■ **Task**:
Locate every line in the entries below that contains the string "from", treating uppercase and lowercase as different, and copy each of those lines.

■ **Data excerpts**:
— START —

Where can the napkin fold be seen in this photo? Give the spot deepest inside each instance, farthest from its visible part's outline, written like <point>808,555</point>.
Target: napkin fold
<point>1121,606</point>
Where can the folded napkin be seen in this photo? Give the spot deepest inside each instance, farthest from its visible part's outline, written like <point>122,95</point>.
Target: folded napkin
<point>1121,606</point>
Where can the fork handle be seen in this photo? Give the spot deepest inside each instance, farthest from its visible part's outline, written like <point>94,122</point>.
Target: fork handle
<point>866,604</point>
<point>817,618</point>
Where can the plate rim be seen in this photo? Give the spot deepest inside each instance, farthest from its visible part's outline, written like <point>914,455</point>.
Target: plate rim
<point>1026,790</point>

— END —
— START —

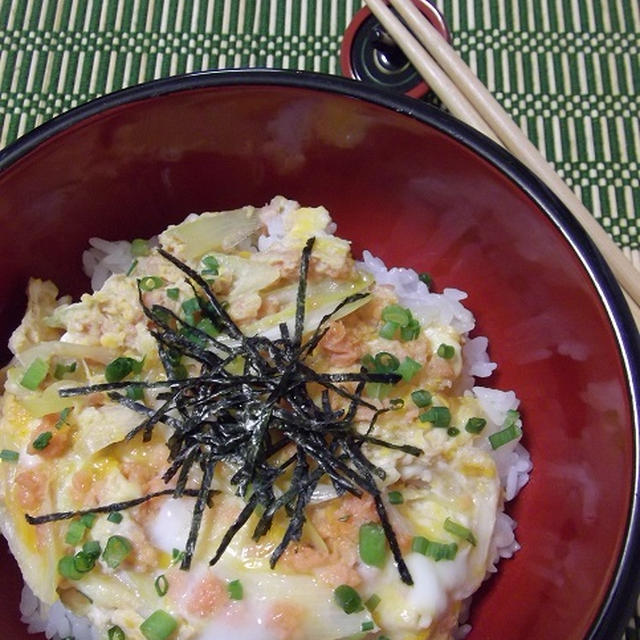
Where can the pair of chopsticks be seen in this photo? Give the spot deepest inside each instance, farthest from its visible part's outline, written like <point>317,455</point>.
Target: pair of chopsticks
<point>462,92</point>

— END —

■ **Response**:
Where can the napkin fold be seen in this photo? Give the spot deepest inside each instance, farthest from its visible part's outline, written like <point>808,555</point>.
Where can the folded napkin be seen in this photo? Give the spot deepest inside each instance, farthest from its visible part's outline, written like <point>122,95</point>.
Where can the fork handle be seen in this photo? Give the spot deepest inside each instance, farthest from its visible part's outline, written like <point>94,122</point>.
Where can the plate rim be seen in this photo? Give the spot deepest inside each instance, farthest from its visible part's outline, written like <point>914,455</point>.
Where can the pair of chopsticks be seen in this photo? Give the spot deepest inside each instance, farthest from its visible part's outline, written like <point>317,455</point>.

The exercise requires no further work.